(begin)

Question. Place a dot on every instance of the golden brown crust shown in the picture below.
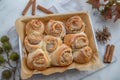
(62, 56)
(36, 25)
(38, 60)
(83, 55)
(75, 25)
(51, 43)
(34, 37)
(55, 28)
(76, 41)
(30, 47)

(end)

## WHAT YOU SHOULD DO
Reproduce each line of the records above word for word, leaving out the picture.

## WRITTEN SOLUTION
Question. Place a dot on every instance of the golden brown crust shown in the picture below.
(62, 56)
(36, 25)
(38, 60)
(83, 55)
(75, 25)
(51, 43)
(34, 37)
(55, 28)
(76, 41)
(30, 47)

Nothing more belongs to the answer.